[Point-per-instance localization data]
= = = = = = =

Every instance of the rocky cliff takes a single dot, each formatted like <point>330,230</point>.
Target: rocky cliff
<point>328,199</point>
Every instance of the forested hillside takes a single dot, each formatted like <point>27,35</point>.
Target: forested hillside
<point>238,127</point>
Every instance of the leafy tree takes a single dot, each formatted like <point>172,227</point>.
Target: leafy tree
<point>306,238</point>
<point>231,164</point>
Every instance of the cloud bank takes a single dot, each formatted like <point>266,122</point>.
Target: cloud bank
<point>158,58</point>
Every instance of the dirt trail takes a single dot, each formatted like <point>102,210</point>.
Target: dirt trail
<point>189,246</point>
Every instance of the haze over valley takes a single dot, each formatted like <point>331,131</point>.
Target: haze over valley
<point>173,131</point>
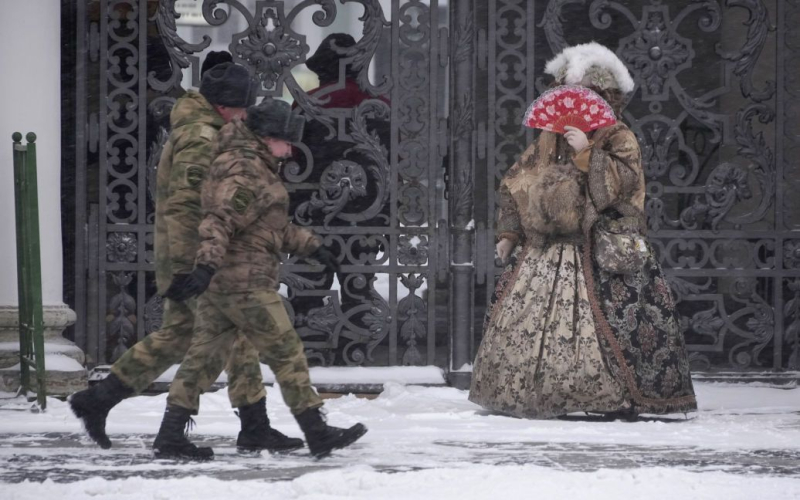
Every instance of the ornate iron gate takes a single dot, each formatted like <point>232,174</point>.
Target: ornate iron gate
<point>406,194</point>
<point>716,113</point>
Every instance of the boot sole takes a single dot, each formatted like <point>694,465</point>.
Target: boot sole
<point>249,450</point>
<point>182,458</point>
<point>357,434</point>
<point>104,442</point>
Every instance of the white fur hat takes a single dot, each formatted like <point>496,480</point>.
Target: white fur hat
<point>573,63</point>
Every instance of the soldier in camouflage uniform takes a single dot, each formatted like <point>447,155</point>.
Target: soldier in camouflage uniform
<point>245,230</point>
<point>196,118</point>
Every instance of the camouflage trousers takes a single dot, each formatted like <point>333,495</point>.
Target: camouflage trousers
<point>145,361</point>
<point>262,318</point>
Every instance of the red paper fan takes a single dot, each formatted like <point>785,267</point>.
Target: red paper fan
<point>569,105</point>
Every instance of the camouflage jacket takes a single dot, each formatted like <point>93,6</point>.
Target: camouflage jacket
<point>246,223</point>
<point>184,164</point>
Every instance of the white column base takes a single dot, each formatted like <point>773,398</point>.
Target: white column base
<point>64,361</point>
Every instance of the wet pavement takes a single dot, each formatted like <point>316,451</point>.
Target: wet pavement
<point>69,457</point>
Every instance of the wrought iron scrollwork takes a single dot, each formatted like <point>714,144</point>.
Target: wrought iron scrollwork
<point>179,49</point>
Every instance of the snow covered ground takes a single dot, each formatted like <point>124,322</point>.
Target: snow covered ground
<point>424,442</point>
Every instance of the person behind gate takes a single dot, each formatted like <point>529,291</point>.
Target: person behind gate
<point>225,92</point>
<point>245,230</point>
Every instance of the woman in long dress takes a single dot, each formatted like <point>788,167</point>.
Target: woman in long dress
<point>564,335</point>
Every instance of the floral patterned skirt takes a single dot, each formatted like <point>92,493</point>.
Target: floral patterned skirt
<point>540,356</point>
<point>563,338</point>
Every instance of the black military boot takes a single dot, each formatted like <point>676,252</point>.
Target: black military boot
<point>172,442</point>
<point>257,435</point>
<point>93,404</point>
<point>322,438</point>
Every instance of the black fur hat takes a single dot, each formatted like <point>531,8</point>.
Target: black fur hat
<point>228,84</point>
<point>274,118</point>
<point>214,58</point>
<point>325,61</point>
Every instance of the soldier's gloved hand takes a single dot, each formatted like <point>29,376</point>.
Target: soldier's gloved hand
<point>327,259</point>
<point>186,286</point>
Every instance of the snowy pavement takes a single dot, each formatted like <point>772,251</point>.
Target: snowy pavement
<point>423,442</point>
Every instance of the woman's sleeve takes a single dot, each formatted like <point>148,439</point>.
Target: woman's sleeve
<point>508,221</point>
<point>615,171</point>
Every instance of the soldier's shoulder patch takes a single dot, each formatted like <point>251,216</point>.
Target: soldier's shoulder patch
<point>242,199</point>
<point>195,175</point>
<point>208,133</point>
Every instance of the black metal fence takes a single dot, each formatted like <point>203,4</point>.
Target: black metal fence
<point>407,140</point>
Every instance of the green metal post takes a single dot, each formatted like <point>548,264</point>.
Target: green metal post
<point>35,270</point>
<point>24,339</point>
<point>29,270</point>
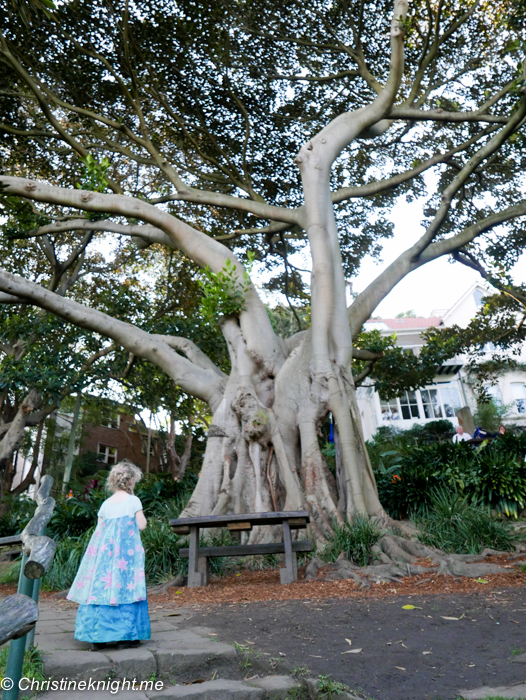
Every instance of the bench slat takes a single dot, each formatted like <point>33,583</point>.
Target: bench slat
<point>243,550</point>
<point>209,521</point>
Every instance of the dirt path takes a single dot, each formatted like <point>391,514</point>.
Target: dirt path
<point>476,649</point>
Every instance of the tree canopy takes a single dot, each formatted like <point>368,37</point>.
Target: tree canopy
<point>249,131</point>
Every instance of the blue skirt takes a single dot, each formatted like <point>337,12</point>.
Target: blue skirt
<point>112,623</point>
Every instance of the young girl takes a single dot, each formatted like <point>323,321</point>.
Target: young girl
<point>110,586</point>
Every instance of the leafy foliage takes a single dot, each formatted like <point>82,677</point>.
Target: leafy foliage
<point>493,475</point>
<point>223,294</point>
<point>456,524</point>
<point>354,540</point>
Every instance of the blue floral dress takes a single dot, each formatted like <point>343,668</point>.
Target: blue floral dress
<point>110,586</point>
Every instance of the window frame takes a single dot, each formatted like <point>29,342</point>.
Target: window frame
<point>395,405</point>
<point>107,454</point>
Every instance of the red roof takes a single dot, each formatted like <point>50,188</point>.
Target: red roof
<point>406,324</point>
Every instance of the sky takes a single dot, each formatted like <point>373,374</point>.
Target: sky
<point>437,285</point>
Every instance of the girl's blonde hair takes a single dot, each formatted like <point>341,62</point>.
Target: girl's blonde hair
<point>123,476</point>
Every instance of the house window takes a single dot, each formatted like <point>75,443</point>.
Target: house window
<point>450,396</point>
<point>519,395</point>
<point>409,405</point>
<point>111,420</point>
<point>431,403</point>
<point>107,454</point>
<point>390,410</point>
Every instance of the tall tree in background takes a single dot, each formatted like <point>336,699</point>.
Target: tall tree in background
<point>253,130</point>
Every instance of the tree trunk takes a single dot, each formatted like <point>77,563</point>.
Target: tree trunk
<point>264,451</point>
<point>29,478</point>
<point>11,440</point>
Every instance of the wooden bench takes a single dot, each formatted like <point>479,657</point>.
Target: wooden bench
<point>198,568</point>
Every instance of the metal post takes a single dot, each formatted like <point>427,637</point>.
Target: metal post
<point>71,443</point>
<point>17,647</point>
<point>30,637</point>
<point>148,448</point>
<point>290,573</point>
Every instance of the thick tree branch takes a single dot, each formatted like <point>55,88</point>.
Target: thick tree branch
<point>382,185</point>
<point>192,352</point>
<point>199,247</point>
<point>441,115</point>
<point>199,382</point>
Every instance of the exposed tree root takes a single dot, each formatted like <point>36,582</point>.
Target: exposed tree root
<point>396,557</point>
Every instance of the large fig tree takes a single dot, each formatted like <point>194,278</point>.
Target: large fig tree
<point>223,129</point>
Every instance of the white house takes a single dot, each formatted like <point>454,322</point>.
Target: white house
<point>450,390</point>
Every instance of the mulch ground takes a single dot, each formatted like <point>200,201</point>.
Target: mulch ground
<point>252,586</point>
<point>446,643</point>
<point>461,634</point>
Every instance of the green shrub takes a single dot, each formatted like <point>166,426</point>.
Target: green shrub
<point>354,540</point>
<point>408,472</point>
<point>18,512</point>
<point>456,525</point>
<point>33,666</point>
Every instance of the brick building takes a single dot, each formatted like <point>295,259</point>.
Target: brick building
<point>118,436</point>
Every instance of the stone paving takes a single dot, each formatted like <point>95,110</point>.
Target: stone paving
<point>174,664</point>
<point>177,663</point>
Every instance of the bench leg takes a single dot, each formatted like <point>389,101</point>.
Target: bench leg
<point>290,573</point>
<point>197,571</point>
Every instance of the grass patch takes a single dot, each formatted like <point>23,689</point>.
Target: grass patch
<point>457,526</point>
<point>33,666</point>
<point>354,540</point>
<point>329,688</point>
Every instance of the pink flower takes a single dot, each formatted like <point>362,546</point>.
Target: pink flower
<point>108,579</point>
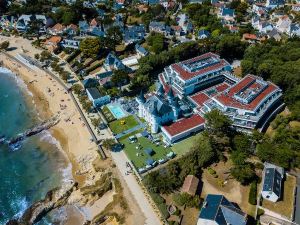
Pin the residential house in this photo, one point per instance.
(23, 22)
(184, 22)
(203, 34)
(294, 30)
(57, 29)
(134, 34)
(272, 182)
(96, 98)
(70, 43)
(296, 7)
(227, 15)
(274, 34)
(250, 38)
(177, 30)
(72, 30)
(53, 43)
(182, 128)
(264, 27)
(8, 22)
(190, 185)
(112, 62)
(283, 24)
(141, 50)
(83, 27)
(217, 210)
(159, 108)
(271, 4)
(160, 27)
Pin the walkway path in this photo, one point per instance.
(120, 159)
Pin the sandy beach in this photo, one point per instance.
(51, 99)
(75, 140)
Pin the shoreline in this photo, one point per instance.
(75, 147)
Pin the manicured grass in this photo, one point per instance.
(107, 113)
(140, 161)
(285, 205)
(116, 126)
(185, 145)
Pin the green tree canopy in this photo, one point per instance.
(90, 46)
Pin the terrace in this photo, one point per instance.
(136, 151)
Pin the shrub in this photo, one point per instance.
(186, 199)
(164, 211)
(253, 193)
(157, 198)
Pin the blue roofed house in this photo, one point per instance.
(217, 210)
(271, 4)
(272, 182)
(134, 34)
(141, 50)
(83, 27)
(160, 27)
(96, 97)
(112, 62)
(202, 34)
(227, 15)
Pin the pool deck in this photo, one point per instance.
(110, 105)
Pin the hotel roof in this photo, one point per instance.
(184, 125)
(199, 65)
(200, 98)
(246, 94)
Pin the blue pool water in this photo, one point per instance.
(116, 110)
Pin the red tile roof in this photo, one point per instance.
(200, 98)
(184, 124)
(228, 100)
(186, 75)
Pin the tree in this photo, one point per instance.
(4, 45)
(217, 122)
(245, 174)
(77, 88)
(3, 6)
(115, 35)
(90, 46)
(119, 77)
(35, 25)
(108, 143)
(156, 41)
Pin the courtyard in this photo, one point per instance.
(136, 151)
(123, 124)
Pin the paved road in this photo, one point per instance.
(297, 203)
(151, 217)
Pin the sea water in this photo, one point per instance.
(37, 166)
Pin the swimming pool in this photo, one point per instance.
(116, 110)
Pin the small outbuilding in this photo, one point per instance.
(190, 185)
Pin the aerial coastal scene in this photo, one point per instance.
(149, 112)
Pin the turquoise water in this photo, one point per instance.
(29, 172)
(116, 110)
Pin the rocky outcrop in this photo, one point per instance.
(54, 199)
(35, 130)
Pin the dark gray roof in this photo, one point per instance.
(217, 208)
(94, 93)
(272, 181)
(157, 106)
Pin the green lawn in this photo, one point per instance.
(116, 126)
(107, 113)
(140, 161)
(185, 145)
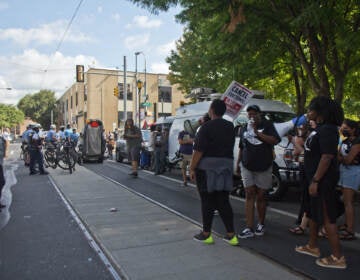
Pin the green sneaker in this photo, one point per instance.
(205, 239)
(233, 241)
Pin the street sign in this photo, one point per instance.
(146, 104)
(235, 97)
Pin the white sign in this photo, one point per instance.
(235, 97)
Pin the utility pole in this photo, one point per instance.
(125, 90)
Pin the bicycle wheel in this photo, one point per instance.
(50, 159)
(27, 158)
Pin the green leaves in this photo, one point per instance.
(10, 116)
(292, 49)
(38, 106)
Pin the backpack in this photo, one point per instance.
(2, 146)
(158, 139)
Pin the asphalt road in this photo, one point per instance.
(277, 244)
(39, 239)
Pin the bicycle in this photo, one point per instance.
(50, 155)
(25, 154)
(67, 156)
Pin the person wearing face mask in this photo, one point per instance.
(256, 156)
(349, 158)
(133, 138)
(321, 175)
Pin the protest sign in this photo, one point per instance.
(235, 97)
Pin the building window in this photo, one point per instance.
(128, 92)
(165, 94)
(121, 115)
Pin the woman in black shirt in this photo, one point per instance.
(322, 174)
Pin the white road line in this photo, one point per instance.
(91, 240)
(278, 211)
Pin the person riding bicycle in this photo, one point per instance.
(74, 136)
(25, 143)
(68, 132)
(50, 138)
(61, 133)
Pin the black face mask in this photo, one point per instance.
(346, 133)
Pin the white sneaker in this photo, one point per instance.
(260, 230)
(246, 233)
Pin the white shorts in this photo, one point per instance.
(260, 179)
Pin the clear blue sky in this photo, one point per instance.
(101, 34)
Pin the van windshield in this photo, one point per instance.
(276, 117)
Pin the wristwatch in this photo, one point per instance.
(315, 181)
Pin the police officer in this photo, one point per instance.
(61, 133)
(51, 135)
(68, 132)
(4, 144)
(36, 155)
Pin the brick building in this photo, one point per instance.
(95, 99)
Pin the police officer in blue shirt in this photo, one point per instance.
(61, 133)
(68, 132)
(74, 136)
(51, 135)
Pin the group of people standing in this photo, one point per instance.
(4, 150)
(33, 141)
(325, 166)
(325, 163)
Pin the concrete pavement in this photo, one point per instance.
(146, 241)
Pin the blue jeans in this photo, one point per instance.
(36, 156)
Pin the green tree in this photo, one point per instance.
(38, 106)
(10, 116)
(305, 47)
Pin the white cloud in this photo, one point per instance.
(165, 49)
(116, 17)
(144, 22)
(3, 6)
(29, 75)
(159, 67)
(137, 42)
(42, 35)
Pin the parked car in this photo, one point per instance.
(280, 113)
(121, 151)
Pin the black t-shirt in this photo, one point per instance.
(323, 140)
(346, 147)
(257, 155)
(216, 138)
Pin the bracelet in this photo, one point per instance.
(315, 181)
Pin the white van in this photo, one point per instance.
(276, 111)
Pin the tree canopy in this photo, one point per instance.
(290, 49)
(10, 116)
(38, 106)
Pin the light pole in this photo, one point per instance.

= = = = = = =

> _Instructions for the task_
Repeat, word for word, every line from the line that contains "Pin the blue jeans" to the end of the entries; include both of those lines and no others.

> _Solved problem_
Pin the blue jeans in this photo, one point per instance.
(36, 156)
Pin the green tree in this photo, one point per instance.
(38, 106)
(10, 116)
(305, 47)
Pin the white cloud in this photo, one point per instance.
(165, 49)
(116, 17)
(144, 22)
(3, 6)
(29, 75)
(159, 67)
(137, 42)
(42, 35)
Pin the parked car in this photo, one point per instance.
(280, 113)
(121, 151)
Pin the black t-shirt in this photo, one point per instance.
(323, 140)
(346, 147)
(257, 155)
(216, 138)
Pin the bracelet in this photo, one point per instance.
(315, 181)
Pin the white van in this photo, one point per instance.
(276, 111)
Pin the tree canopy in this photo, one point per instance.
(290, 49)
(10, 116)
(38, 106)
Pin the light pole in this photo, one point per instance.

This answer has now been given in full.